### PARTS OF THE EXERCISE:
#1 Write out the carjacking prevention text from "Being the victim" to "against vulnerable motorists.".
#2 Translate this sentence from the carjacking prevention text into Spanish: "Realistically, this is a crime of low probability, but potentially high consequences."

### PAGE EXTRACT:
Vehicle Robbery, “Carjacking” Prevention

carjacking-prevention-true-carjacking-story-NAPA-Know-How-blogVehicle robbery is by no means a new crime, nor is it sweeping the nation in epidemic proportions. Vehicle owners have been victims of this crime for decades. The term “carjacking” was coined by the news media. The term has raised fear levels out of proportion with the actual probability of becoming a victim. Realistically, this is a crime of low probability, but potentially high consequences.

Surveys conducted by the Institute of Criminal Justice Studies and the California Crime Prevention Officers Association indicate that a moderately growing “carjacking” trend is occurring. This necessitates law enforcement taking steps to educate the public with techniques to reduce the risk of this crime.

Being the victim of a “carjacking” can be dangerous, even deadly. Experts theorize improvements in vehicle alarm systems, locking devices, and other anti-car theft technology have made it more difficult to steal cars using traditional, surreptitious methods. Now suspects take the vehicle, keys, and other items of value from the victim while the victim is present.

State Judiciary Committee members meeting to stem “carjackings” were informed by police representatives and prosecutors from throughout the state that “carjackers” are a new breed of predator who focus their attacks against vulnerable motorists.

Lawmakers, recognizing the seriousness of the growing “carjacking” trend, enacted legislation to reduce its incidents. The “Anti-Car Theft Act of 1992” was passed by Congress on October 25, 1993.

### INFORMATION GIVEN:
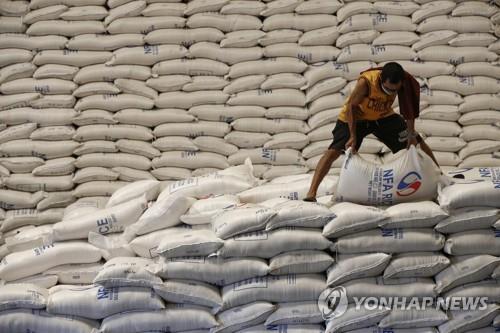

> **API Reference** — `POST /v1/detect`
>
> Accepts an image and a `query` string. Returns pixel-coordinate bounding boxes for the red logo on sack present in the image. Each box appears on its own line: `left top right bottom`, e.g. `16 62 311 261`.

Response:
396 171 422 197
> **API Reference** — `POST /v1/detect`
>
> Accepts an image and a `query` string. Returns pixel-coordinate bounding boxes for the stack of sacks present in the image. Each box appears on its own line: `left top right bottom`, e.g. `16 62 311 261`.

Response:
0 283 99 333
435 168 500 332
323 201 450 332
89 159 333 332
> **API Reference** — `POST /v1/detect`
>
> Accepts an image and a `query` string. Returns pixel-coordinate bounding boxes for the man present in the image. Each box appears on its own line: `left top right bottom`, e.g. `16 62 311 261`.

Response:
304 62 438 201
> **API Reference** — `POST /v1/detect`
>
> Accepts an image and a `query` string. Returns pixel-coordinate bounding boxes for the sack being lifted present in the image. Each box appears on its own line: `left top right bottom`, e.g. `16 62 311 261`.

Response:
334 146 440 206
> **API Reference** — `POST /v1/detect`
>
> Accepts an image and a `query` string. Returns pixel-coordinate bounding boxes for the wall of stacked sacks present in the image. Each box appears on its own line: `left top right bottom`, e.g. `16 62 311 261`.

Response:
0 0 500 209
0 0 500 333
0 163 500 333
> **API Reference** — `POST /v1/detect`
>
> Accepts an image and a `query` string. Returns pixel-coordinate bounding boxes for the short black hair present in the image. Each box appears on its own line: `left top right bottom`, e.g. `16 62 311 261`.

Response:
382 62 405 84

### SOLVED PROBLEMS:
#1
Being the victim of a “carjacking” can be dangerous, even deadly. Experts theorize improvements in vehicle alarm systems, locking devices, and other anti-car theft technology have made it more difficult to steal cars using traditional, surreptitious methods. Now suspects take the vehicle, keys, and other items of value from the victim while the victim is present.

State Judiciary Committee members meeting to stem “carjackings” were informed by police representatives and prosecutors from throughout the state that “carjackers” are a new breed of predator who focus their attacks against vulnerable motorists.

#2 Siendo realistas, este es un delito de baja probabilidad, pero de consecuencias potencialmente graves.